◆ **WRITTEN INSTRUCTION**:
Copy the records below word for word, starting at the line that contains "501, row 520." and stopping after the line that contains "column 279, row 106". Include both of those lines and nothing else.

◆ **DATA LISTING**:
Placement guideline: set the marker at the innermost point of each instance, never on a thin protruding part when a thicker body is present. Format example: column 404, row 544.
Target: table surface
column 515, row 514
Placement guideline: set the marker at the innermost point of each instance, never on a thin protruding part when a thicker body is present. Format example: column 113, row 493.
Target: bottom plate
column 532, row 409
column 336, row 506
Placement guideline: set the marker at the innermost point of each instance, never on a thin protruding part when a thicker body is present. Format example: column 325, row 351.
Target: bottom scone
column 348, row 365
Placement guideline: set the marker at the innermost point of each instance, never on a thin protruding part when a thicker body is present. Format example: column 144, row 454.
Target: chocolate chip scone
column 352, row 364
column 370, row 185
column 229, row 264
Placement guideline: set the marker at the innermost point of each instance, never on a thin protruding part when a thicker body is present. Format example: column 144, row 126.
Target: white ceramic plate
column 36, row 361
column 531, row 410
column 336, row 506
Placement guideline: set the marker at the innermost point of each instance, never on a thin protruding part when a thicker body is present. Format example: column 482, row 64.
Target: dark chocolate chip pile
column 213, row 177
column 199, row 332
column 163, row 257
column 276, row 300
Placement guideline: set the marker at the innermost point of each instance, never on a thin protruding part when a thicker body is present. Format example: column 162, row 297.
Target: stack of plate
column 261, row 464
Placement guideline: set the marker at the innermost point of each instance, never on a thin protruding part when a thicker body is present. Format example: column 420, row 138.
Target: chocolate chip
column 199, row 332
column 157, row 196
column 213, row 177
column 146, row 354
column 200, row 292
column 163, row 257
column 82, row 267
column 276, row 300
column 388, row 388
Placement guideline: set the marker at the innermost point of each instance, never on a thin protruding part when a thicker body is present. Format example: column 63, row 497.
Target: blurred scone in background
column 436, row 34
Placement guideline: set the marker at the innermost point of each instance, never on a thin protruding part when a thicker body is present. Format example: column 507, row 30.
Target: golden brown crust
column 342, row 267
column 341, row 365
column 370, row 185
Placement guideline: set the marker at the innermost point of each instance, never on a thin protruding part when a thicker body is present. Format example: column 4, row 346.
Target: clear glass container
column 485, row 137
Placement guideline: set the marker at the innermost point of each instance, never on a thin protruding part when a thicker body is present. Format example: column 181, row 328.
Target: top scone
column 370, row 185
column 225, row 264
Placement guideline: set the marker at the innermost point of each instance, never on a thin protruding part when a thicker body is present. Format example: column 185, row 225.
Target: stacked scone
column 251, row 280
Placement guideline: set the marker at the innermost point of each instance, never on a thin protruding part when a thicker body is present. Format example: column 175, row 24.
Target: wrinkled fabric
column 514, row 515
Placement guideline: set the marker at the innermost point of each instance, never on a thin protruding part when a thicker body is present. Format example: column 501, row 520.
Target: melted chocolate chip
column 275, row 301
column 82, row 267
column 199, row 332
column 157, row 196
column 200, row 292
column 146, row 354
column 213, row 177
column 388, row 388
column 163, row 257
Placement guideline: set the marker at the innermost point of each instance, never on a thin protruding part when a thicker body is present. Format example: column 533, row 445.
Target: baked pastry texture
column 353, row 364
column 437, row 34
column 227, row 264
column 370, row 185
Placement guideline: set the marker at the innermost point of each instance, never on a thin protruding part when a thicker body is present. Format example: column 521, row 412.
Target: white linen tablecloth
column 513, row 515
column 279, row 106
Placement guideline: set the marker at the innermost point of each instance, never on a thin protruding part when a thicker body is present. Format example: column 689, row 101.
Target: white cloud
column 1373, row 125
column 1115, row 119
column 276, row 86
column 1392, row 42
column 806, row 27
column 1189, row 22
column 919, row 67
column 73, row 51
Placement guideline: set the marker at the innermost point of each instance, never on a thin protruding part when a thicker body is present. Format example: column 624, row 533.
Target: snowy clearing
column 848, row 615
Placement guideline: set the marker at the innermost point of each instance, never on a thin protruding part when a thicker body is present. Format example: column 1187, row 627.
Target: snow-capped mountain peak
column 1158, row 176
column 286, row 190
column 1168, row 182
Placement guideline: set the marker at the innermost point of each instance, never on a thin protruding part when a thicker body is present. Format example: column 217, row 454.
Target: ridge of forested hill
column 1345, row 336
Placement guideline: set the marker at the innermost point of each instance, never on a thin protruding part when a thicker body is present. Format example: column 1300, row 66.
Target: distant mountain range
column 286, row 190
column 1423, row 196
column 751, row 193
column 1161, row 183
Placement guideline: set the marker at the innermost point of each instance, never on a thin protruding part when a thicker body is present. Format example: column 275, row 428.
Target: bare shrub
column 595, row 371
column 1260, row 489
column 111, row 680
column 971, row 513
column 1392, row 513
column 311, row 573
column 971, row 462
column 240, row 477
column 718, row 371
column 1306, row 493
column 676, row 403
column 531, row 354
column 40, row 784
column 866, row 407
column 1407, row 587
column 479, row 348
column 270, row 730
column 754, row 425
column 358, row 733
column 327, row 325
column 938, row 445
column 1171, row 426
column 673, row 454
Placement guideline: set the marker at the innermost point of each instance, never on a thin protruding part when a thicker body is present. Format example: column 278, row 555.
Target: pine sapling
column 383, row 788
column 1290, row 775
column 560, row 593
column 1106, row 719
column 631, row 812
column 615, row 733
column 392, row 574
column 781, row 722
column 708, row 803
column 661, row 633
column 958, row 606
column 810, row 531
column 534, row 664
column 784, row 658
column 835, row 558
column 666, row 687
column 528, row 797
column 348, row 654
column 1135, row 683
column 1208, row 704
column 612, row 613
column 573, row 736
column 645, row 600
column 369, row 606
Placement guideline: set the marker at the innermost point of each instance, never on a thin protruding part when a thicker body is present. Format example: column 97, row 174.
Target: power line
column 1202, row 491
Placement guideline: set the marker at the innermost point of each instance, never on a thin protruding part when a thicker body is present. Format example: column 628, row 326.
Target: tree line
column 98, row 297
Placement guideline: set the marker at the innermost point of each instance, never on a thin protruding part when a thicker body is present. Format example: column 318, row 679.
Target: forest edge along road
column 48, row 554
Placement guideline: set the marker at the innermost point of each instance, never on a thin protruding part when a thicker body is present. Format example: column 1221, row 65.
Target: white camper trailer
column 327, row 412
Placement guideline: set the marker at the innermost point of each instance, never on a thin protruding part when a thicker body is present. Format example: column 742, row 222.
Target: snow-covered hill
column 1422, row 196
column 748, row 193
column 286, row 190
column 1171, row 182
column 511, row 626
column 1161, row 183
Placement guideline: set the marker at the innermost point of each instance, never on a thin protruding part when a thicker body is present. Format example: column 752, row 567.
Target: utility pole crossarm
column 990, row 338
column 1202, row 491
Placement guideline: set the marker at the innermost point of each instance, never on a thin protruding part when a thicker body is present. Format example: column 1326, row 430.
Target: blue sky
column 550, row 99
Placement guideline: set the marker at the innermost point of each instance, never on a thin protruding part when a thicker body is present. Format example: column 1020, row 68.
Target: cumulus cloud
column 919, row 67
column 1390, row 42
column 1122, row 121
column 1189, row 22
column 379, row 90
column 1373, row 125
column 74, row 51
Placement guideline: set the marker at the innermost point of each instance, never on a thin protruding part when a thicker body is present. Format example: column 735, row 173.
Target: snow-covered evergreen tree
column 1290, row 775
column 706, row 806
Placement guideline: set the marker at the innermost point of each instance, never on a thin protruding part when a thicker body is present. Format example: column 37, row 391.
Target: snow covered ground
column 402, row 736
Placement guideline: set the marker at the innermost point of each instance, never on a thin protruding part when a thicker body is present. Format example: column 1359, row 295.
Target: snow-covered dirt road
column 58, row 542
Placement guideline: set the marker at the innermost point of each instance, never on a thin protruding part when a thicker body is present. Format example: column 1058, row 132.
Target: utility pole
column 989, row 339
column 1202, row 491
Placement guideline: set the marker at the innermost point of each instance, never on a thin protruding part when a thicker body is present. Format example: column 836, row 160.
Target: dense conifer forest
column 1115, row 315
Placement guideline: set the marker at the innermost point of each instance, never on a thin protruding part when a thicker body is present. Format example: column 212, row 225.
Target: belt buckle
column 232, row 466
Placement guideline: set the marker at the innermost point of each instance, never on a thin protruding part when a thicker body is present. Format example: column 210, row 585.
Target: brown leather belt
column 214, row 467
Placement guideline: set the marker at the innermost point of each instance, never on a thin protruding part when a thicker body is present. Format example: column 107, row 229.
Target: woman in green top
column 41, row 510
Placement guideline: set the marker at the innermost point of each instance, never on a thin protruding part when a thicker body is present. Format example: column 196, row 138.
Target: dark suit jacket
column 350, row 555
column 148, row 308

◆ **REPLY TO THE TASK**:
Placement guideline: set the marker at the innermost point of each instance, never on a thin protruding part when a thicker body is present. Format example: column 501, row 520.
Target: melted chocolate chip
column 275, row 301
column 82, row 267
column 199, row 332
column 157, row 196
column 200, row 292
column 146, row 354
column 213, row 177
column 388, row 388
column 163, row 257
Placement guideline: set the marker at the innermost point of each instance, never on a thin protruding part when a thicker body is present. Format example: column 533, row 445.
Target: baked pastry texture
column 353, row 364
column 437, row 34
column 227, row 264
column 370, row 185
Placement guideline: set the marker at the innermost point of each instance, never on a thin protruding part when a thicker body is present. Format example: column 521, row 412.
Target: white linen tablecloth
column 513, row 515
column 279, row 106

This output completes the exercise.